Apply what you read –
**1.** Please list the reasons that the text on DNRs below gives for why DNRs are controversial.
**2.** Write a continuation of the text on DNRs below, picking up after its final sentence and keeping it separate from the entries that follow it.

Extract –

#####

DNRs: a history of controversy

A DNR notice is something medical professionals use. They can issue it with or without a patient’s consent; the latter when the patient is deemed unable to make a decision themselves under the Mental Capacity Act. In short, a doctor puts a DNR on a person when they think trying to save that person’s life would be unsuccessful. It also happens when attempts at resuscitation may leave the person more sick or disabled than they originally were; brain-damaged, for example.

For some people, DNRs are controversial. There have been countless cases where families did not know a loved one had a DNR. Moreover, they pose ethical questions about the value of human life in some situations. And since the coronavirus pandemic took hold, DNRs have sparked yet more outrage.

As The Canary previously reported, there have been press and social media reports of an increase in medical professionals’ use of DNRs. One GP practice targeted people with “neurological conditions”. And in terms of government guidance, this would include learning disabled people. But now, as Health Service Journal (HSJ) first reported, a care group has gone public with the scale of the DNRs medical professionals are putting on the people it supports.

#####

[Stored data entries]
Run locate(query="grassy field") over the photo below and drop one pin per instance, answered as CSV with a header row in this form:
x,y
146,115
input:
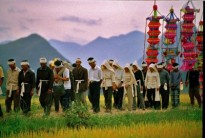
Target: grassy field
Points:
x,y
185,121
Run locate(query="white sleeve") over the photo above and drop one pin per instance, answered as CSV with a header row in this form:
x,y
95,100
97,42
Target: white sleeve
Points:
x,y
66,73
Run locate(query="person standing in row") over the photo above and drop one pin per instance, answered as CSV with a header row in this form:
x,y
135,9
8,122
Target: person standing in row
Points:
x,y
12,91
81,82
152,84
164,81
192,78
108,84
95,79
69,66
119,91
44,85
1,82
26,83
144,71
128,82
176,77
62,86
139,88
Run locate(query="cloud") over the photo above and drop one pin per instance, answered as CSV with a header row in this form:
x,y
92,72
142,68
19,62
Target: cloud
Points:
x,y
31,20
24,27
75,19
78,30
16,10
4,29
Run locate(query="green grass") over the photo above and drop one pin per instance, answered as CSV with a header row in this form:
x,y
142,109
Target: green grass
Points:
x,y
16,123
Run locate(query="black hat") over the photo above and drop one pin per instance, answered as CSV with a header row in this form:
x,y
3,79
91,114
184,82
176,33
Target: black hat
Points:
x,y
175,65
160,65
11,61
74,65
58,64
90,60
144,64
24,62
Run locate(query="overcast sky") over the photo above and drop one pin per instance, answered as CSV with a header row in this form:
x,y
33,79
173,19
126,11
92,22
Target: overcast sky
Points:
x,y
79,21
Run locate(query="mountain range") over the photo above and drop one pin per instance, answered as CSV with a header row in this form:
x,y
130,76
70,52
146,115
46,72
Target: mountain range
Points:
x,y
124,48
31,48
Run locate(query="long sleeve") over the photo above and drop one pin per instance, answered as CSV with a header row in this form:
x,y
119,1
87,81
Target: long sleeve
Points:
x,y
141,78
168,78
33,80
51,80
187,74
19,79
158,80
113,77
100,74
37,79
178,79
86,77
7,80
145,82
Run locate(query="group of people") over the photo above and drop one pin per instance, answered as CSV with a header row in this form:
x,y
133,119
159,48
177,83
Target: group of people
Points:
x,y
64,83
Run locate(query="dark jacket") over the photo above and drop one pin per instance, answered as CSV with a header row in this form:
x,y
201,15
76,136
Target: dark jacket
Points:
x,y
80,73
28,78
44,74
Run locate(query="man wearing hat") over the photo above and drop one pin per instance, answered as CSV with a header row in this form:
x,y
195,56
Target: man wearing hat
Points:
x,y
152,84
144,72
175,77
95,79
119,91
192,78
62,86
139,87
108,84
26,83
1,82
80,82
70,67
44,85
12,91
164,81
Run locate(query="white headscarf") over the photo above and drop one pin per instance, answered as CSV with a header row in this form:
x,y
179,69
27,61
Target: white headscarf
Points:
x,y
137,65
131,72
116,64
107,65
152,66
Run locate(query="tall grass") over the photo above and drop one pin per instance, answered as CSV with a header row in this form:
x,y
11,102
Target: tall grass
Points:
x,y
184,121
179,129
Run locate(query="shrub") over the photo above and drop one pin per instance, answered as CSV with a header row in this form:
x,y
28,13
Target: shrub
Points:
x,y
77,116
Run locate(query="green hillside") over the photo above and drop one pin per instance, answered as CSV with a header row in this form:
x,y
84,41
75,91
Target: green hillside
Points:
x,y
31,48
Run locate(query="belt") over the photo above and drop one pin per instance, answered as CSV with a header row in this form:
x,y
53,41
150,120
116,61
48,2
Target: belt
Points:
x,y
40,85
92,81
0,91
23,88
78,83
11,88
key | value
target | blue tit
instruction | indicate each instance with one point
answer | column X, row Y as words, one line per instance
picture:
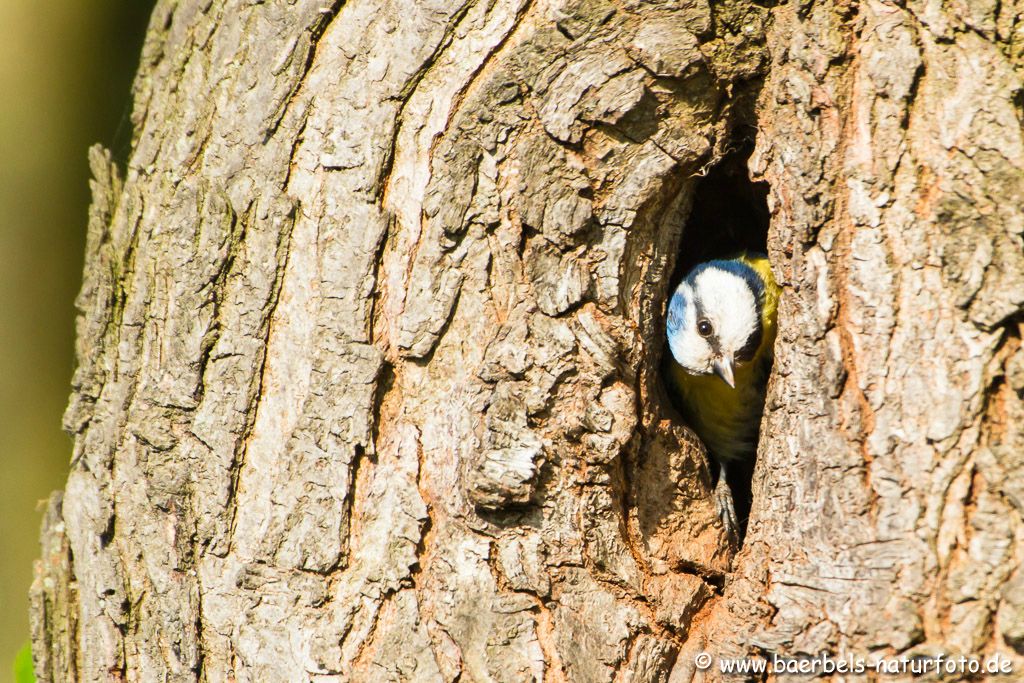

#####

Responses by task –
**1.**
- There have been countless cases where families did not know a loved one had a DNR.
- DNRs pose ethical questions about the value of human life in some situations.
- Since the coronavirus pandemic took hold, DNRs have sparked yet more outrage.

**2.**
Turning Point is a charity that supports learning disabled people. It operates across England, and also supports people living with mental health, drug, and alcohol issues. But it has sounded an alarm on the number of DNRs medical professionals are rolling out on learning disabled people.

As HSJ reported, Turning Point has claimed it got 13 “unlawful” DNR notices since the start of April. For context, this is usually the number it gets in one year. Turning Point said it will be challenging the DNRs. But HSJ also noted that medical professionals had issued these DNRs despite official guidance expressly warning against doing this. A joint statement from four professional organisations including the Care Quality Commission (CQC) warned medical professionals that decisions on DNRs should be made on an “individual” basis. And it said that:

It is unacceptable for advance care plans, with or without [DNR] form completion to be applied to groups of people of any description.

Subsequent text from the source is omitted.